= PREZENTOWANY TEKST =
━━━━━━

CZytam i czytam ten twój post i mi wyszło, że podchodziłaś do tego filmu 3 razy nie dwa
1."Raz z koleżankami"
2."Sięgnęlam po niego jeszcze raz... Usnęłam"
3."A następnie obejrzałam go z mamą"
Nie martw się nie każdy licealista umie policzyć do 3 ale spoko... Wieże, że jesteś najlepsza w klasie!!!!
Dobrze, że napisałaś, że jesteś z liceum, bo już myślałam, że z podstawówki. Tak piszesz.
Zgadzam się z italodrone odnośnie filmu!Wg mnie takie horroy jak właśnie Boogeyman są najlepsze bo klimat bez wątpienia jest,cały czas tzyma w napięciu.Ogólnie to gorąco polecam. 10/10 :)
ludzie ale się prujecie :P
po 1: też jestem blondynką i za głupią sie nie uważam także sorry ale ocenianie ludzi po kolorze włosów jest co najmniej prymitywne i żenujące
po 2: dziewczynko (niestety tak jak ja co działa na moją niekorzyść blondynko) to że masz dobre stopnie w szkole WCALE NIE ŚWIADCZY O TWEJ INTELIGENCJI!! Wszystko zależy od szkoły... w szkole grzecznie mówiąc... nie najlepszej możesz mieć same 5 i 6 a w porządnej do której nie przyjmuje sie byle kogo łapać trep za trepem. Więc Twoje oceny w szkole nie świadczą kompletnie o niczym a tym bardziej o Twojej mądrości czy inteligencji.. Po Twoich wypowiedziach widać że niestety gówno wiesz o życiu skoro siebie samą po stopniach w szkole oceniasz.. I to jeszcze nie wiadomo w jakiej szkole.. wypowiadając się tu dajesz nie najlepszy obraz siebie samej więc zastanów się kilka razy i przemyśl to co tutaj piszesz bo prezentujesz się niestety żałośnie
po 3: właśnie oglądam film o którym debatujecie więc nie wypowiem się jeszcze czy mi sie podoba czy nie, weszłam tu głównie po to żeby zobaczyć co inni o nim sądzą i widzę że są całkiem rozbieżne zdania na jego temat. Jak zwykle zresztą. Dlatego też film obejrzę :)

━━━━━━

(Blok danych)
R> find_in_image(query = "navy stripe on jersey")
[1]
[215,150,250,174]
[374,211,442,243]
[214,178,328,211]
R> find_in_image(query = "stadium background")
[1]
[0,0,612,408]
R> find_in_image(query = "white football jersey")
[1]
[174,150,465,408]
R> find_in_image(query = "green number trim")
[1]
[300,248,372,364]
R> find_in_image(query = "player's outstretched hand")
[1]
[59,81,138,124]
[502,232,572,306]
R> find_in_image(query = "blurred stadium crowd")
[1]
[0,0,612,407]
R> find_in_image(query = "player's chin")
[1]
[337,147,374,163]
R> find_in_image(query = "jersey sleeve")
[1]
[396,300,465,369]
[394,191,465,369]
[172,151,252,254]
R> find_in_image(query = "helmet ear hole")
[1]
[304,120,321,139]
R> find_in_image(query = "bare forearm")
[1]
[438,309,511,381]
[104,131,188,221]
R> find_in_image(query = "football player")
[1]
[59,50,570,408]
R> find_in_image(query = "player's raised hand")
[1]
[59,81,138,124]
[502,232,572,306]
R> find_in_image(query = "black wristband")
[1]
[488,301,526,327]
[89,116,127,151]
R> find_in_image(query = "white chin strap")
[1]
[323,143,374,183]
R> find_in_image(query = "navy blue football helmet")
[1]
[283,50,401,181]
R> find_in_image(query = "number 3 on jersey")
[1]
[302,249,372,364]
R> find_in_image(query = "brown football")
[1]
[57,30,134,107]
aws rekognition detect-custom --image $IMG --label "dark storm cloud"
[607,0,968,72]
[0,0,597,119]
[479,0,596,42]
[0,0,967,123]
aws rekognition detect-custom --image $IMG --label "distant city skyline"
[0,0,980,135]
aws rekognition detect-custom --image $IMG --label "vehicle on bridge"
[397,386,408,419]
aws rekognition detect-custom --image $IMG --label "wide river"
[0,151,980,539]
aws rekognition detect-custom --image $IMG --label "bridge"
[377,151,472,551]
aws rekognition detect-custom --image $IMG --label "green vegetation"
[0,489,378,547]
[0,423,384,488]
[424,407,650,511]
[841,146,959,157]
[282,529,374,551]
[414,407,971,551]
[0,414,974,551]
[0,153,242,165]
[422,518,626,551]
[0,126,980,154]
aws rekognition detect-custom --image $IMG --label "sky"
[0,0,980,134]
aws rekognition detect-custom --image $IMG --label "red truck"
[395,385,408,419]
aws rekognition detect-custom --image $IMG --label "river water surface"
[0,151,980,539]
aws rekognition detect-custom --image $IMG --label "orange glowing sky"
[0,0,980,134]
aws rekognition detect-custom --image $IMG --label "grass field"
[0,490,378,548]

━━━━━━

= TREŚĆ ZADANIA =
Sprawdź, czy poniższe stwierdzenia zgadzają się z dyskusją o filmie Boogeyman. Przy każdym napisz „tak” lub „nie” i dosłownie przytocz rozstrzygający fragment.
1. W jednym z przytoczonych zdań pada informacja, że film obejrzano z mamą.
2. Osoba, która właśnie ogląda film, już ocenia, czy jej się podoba.
3. Jeden z wpisów wystawia filmowi ocenę 10/10.

= ODPOWIEDŹ DO ZADANIA =
1. Tak: „A następnie obejrzałam go z mamą”.
2. Nie: „nie wypowiem się jeszcze czy mi sie podoba czy nie”.
3. Tak: „Ogólnie to gorąco polecam. 10/10 :)”.